WHAT YOU SHOULD DO
Copy each of the lines below word for word, leaving out the pictures.

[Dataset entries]
— Start —

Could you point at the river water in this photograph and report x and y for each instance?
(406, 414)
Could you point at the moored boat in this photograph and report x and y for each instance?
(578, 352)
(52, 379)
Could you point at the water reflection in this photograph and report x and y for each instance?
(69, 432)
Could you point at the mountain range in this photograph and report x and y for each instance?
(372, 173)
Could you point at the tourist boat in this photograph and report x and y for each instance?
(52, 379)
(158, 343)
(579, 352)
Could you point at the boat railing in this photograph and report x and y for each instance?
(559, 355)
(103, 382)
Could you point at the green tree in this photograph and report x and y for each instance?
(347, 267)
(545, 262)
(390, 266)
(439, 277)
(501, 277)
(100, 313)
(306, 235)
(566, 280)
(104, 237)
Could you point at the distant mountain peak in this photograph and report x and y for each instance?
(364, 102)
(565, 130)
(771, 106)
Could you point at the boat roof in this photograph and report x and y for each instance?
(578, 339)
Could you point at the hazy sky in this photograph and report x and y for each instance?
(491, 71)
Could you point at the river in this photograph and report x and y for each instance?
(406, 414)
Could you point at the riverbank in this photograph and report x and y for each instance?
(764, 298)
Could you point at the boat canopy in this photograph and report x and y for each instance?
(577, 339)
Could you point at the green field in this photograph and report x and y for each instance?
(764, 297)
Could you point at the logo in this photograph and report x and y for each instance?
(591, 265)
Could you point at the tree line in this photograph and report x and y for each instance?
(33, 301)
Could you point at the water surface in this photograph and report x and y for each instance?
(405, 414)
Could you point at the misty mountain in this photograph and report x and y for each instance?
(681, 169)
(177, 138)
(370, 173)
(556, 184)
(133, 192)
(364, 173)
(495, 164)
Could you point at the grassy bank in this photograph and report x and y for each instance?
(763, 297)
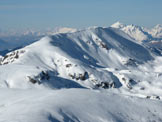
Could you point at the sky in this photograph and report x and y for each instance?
(43, 14)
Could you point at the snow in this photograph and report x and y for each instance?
(75, 105)
(94, 74)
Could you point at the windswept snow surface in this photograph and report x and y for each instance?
(92, 75)
(75, 105)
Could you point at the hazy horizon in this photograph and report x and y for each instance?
(39, 14)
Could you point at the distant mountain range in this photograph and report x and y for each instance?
(94, 74)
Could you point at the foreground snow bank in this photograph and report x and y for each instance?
(75, 105)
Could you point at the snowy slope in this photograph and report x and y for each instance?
(80, 57)
(81, 76)
(75, 105)
(140, 33)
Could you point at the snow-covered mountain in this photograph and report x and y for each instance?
(140, 33)
(81, 76)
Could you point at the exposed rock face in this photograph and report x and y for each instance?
(79, 76)
(11, 57)
(106, 85)
(44, 75)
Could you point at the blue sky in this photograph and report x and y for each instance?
(41, 14)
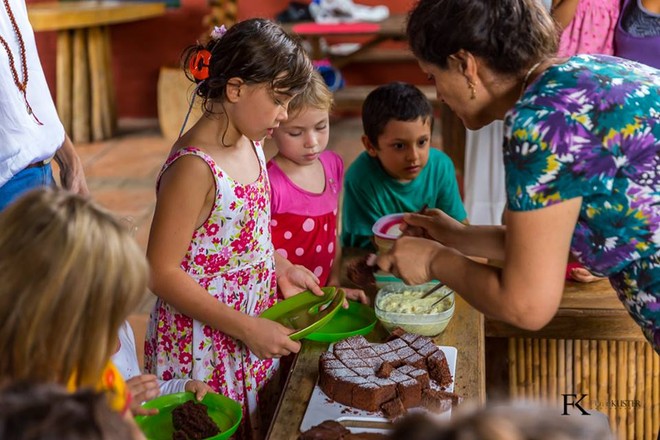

— End —

TASK RESPONSE
Could you point at the river water in this photograph and report x and y for each instance?
(406, 414)
Could you point at the moored boat in this photograph and report x and y for each instance?
(578, 352)
(52, 379)
Could you point at the water reflection in this photograph and report x and y for each instance?
(69, 432)
Could you point at the mountain range in this photograph and report x and y for each instance?
(372, 173)
Could you point at the tourist boat in this photograph and report x and y for each instance?
(52, 379)
(158, 343)
(579, 352)
Could you point at the boat railing in this photograph and report x and y for each instance?
(559, 355)
(103, 382)
Could you point at the green tree in this photograph and report x and y for each instance?
(347, 267)
(545, 262)
(390, 266)
(439, 277)
(501, 277)
(100, 313)
(306, 235)
(566, 280)
(104, 237)
Could you point at the distant mountain peak in this photograph and report x and y for each instance?
(364, 102)
(565, 130)
(771, 106)
Could you point at the boat roof in this photograph and report x and y for each instance?
(578, 339)
Could you point at the hazy sky in this photograph and report x and y for each instance?
(491, 71)
Could you point at the river in this photograph and report x and y for each instance?
(406, 414)
Could you point at the riverbank in this photograph and report x and y for each instance?
(764, 298)
Could you point at the boat canopy in this photograph and report x and y for each instance?
(577, 339)
Could you point at the green field in this photograph and report x and y for each instance?
(764, 297)
Could you point at the logo in this photograph and report x and y for each instance?
(591, 265)
Could you point at the tree line in this photograph and report x and y for each instance?
(33, 301)
Could you point at the water surface in this photograph and report x and y for each instance?
(405, 414)
Could you point at the misty mountain in this photograph and report x and y for each instance?
(681, 169)
(177, 138)
(370, 173)
(556, 184)
(133, 192)
(364, 173)
(495, 164)
Could you point at the grassy bank in this photograph and report x and y for each instance?
(763, 297)
Could you point at the sky in this photograph and report x and y for each instance?
(43, 14)
Could you point at the snow in this photograph and report x and y for each instance?
(75, 105)
(94, 74)
Could you point at the windswept snow surface in this photograph and report x and y for each instance?
(92, 75)
(75, 105)
Could you point at the hazy horizon in this photograph and report x and y for each instance?
(39, 14)
Could you point at the distant mountain range in this photograph and report x and y for each instance?
(94, 74)
Could you point at the foreground snow bank in this photograph and report x and y for each instance?
(75, 105)
Could you point at the snowy slope in this photograph and report x and y for each instance?
(80, 57)
(81, 76)
(75, 105)
(140, 33)
Could you point at the snow-covered mountain in this photograph and report x and y for each instance?
(140, 33)
(81, 76)
Could you point at the exposed rock face in this photograph and report x and y for each instance?
(79, 76)
(11, 57)
(106, 85)
(44, 75)
Could you point at the blue sky in this photograph and report x and y for each instance?
(41, 14)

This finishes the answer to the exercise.